** Start **

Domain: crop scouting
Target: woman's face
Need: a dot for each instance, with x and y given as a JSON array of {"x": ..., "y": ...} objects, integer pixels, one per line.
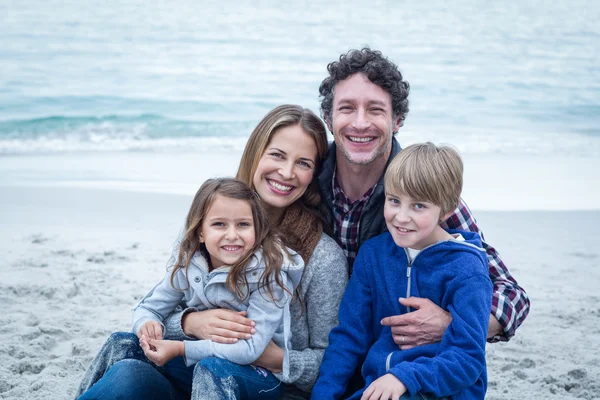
[{"x": 285, "y": 169}]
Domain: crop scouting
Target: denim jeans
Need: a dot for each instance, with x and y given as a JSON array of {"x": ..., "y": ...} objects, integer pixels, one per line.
[{"x": 122, "y": 371}]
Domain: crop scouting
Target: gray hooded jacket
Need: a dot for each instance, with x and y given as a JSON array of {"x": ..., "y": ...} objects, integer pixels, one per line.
[{"x": 203, "y": 290}]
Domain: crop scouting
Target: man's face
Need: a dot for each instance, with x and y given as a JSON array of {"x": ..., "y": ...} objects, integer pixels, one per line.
[{"x": 362, "y": 121}]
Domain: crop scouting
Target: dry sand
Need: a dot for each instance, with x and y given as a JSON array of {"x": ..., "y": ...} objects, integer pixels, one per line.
[{"x": 75, "y": 261}]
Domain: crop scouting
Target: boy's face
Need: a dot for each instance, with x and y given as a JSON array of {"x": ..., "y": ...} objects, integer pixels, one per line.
[{"x": 411, "y": 222}]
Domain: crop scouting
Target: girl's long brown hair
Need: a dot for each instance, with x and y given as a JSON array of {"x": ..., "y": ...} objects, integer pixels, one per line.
[{"x": 272, "y": 248}]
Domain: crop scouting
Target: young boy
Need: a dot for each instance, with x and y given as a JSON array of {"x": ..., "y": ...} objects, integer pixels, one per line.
[{"x": 415, "y": 258}]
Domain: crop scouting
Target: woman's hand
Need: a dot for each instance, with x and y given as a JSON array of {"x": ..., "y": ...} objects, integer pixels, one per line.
[
  {"x": 151, "y": 329},
  {"x": 425, "y": 325},
  {"x": 219, "y": 325},
  {"x": 384, "y": 388},
  {"x": 271, "y": 358},
  {"x": 161, "y": 352}
]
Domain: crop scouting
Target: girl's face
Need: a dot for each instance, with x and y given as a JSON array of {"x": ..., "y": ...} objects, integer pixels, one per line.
[
  {"x": 285, "y": 169},
  {"x": 227, "y": 230}
]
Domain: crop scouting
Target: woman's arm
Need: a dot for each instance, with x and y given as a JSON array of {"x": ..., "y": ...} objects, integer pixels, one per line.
[{"x": 267, "y": 315}]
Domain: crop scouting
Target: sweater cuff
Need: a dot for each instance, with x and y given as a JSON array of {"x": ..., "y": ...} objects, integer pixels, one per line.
[
  {"x": 174, "y": 326},
  {"x": 304, "y": 368}
]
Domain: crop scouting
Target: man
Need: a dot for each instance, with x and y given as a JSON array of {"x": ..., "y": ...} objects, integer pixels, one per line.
[{"x": 364, "y": 103}]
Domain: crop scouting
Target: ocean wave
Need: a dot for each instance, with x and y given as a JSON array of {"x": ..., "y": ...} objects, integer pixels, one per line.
[{"x": 155, "y": 133}]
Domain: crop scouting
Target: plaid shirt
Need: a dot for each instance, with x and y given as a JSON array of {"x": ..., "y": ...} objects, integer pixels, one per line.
[
  {"x": 510, "y": 303},
  {"x": 346, "y": 219}
]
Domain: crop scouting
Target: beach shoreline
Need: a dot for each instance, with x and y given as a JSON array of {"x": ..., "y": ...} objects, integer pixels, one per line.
[{"x": 77, "y": 260}]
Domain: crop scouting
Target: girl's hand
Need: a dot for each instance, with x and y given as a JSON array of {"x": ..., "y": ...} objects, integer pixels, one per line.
[
  {"x": 384, "y": 388},
  {"x": 161, "y": 352},
  {"x": 271, "y": 358},
  {"x": 219, "y": 325},
  {"x": 151, "y": 329}
]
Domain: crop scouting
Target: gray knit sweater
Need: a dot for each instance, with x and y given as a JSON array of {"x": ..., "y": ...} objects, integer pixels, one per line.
[{"x": 322, "y": 286}]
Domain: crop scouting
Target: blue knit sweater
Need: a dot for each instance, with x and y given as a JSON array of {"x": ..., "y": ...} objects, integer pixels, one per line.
[{"x": 452, "y": 274}]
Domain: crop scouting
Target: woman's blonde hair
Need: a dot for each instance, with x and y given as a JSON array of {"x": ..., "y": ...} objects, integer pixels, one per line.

** End **

**YOUR INSTRUCTIONS:**
Transcribe all the records above word for word, without their images.

**RESPONSE BELOW:**
Domain: crop scouting
Target: woman's face
Need: a dot for each instance, with x and y given as a JSON array of {"x": ..., "y": ...} objects, integer pixels, one per line.
[{"x": 285, "y": 169}]
Domain: crop scouting
Target: denim jeans
Need: a dot for each instance, with x and y given as a JSON array of {"x": ..., "y": ...} objects, integer pixels, one per line.
[{"x": 122, "y": 371}]
Domain: crop scouting
Target: gray hooded jacket
Need: a dot for each instance, with x and y given as a JSON array of {"x": ..., "y": ...} objects, integer pixels, one per line.
[{"x": 203, "y": 290}]
Domain: crop scouting
Target: man's face
Need: a dot for each instance, with x and y given as a JSON array of {"x": ..., "y": ...} objects, integer pixels, one per line.
[{"x": 362, "y": 121}]
Domain: crop scouting
Target: dry sand
Need: a dot for each instance, with x and y given as a JSON array of {"x": ..., "y": ...} objects, integer pixels, one per line.
[{"x": 75, "y": 261}]
Domain: crop scouting
Target: boy's face
Need: a dot for each instance, with x and y given as a JSON array of {"x": ..., "y": ...} objects, integer pixels, one per line.
[{"x": 411, "y": 222}]
Domain: crop scouting
Target: girl's long brown hair
Need: a dot for each instance, with x and y given as a JSON array of {"x": ..., "y": ...} objects, integer pixels, one per line.
[{"x": 272, "y": 248}]
Domain: crop scouting
Target: young boy
Need: a dot for each instance, with x and y given as a JSON array of {"x": ..., "y": ...} objects, integer pixels, one per line.
[{"x": 415, "y": 258}]
Domain: crop scouting
Target: woman's hand
Need: a dot for each instance, with x and y given as a JSON array of {"x": ..., "y": ...} objects, integer pixels, one per line.
[
  {"x": 151, "y": 329},
  {"x": 425, "y": 325},
  {"x": 219, "y": 325},
  {"x": 384, "y": 388},
  {"x": 271, "y": 358},
  {"x": 161, "y": 352}
]
Domain: crop scouting
Target: girl's face
Need: a dot for each instance, with x and y given as a JSON array of {"x": ..., "y": ...} objects, integer pixels, one per line.
[
  {"x": 285, "y": 169},
  {"x": 227, "y": 230}
]
Domain: crop scouting
Target: woman's arm
Need: a dot for each instance, with x and y given as a JSON array of {"x": ..., "y": ...} objects, integer pixels, one per line.
[{"x": 267, "y": 315}]
Domain: crop scouting
Target: sweater cuff
Need: a dot for each instance, with x and y given as a JSON array of {"x": ..., "y": ...} objects, integer pixels, one per line.
[
  {"x": 174, "y": 326},
  {"x": 304, "y": 368}
]
Domain: crop scouting
Target: man
Need: a dot for each instance, with x and y given as a JSON array of {"x": ..., "y": ...} objects, integer pixels, one per line.
[{"x": 364, "y": 103}]
Domain: crop scouting
Target: ocean wave
Need: a dot for each instance, with x and y given as a JSON array of {"x": ..., "y": ...} objects, integer pixels, one per line.
[{"x": 155, "y": 133}]
Domain: crop scouting
Target: plaid shirt
Need: a dot for each instance, with x and y given as a JSON array of {"x": ..., "y": ...} objects, integer pixels, one per line.
[
  {"x": 510, "y": 303},
  {"x": 346, "y": 219}
]
Domain: crop scouting
Target: beach shoreline
Need: a dot for each instance, with x and y given as a JSON array of {"x": ..., "y": ...} objects, integer pixels, one per line.
[{"x": 77, "y": 260}]
Domain: crop scouting
Target: girl's hand
Need: a dot for each instance, with x and y given as a JSON array of {"x": ..., "y": ...} objects, integer pixels, one per line.
[
  {"x": 384, "y": 388},
  {"x": 161, "y": 352},
  {"x": 271, "y": 358},
  {"x": 219, "y": 325},
  {"x": 151, "y": 329}
]
Domain: crop scouting
Target: gray knit sweater
Need: a dot for each instance, with x and y given as a JSON array of {"x": ..., "y": ...} objects, integer pixels, one per line.
[{"x": 322, "y": 286}]
Domain: crop scouting
Target: blue knit sweater
Need: a dot for each instance, with x and y given as a JSON array of {"x": ..., "y": ...} objects, integer pixels, one per line.
[{"x": 452, "y": 274}]
Domain: crop scouting
Target: woman's blonde hair
Need: a dot for each instance, with x and y given as a JSON array of {"x": ..., "y": ...} objects, integer pixels, one per line.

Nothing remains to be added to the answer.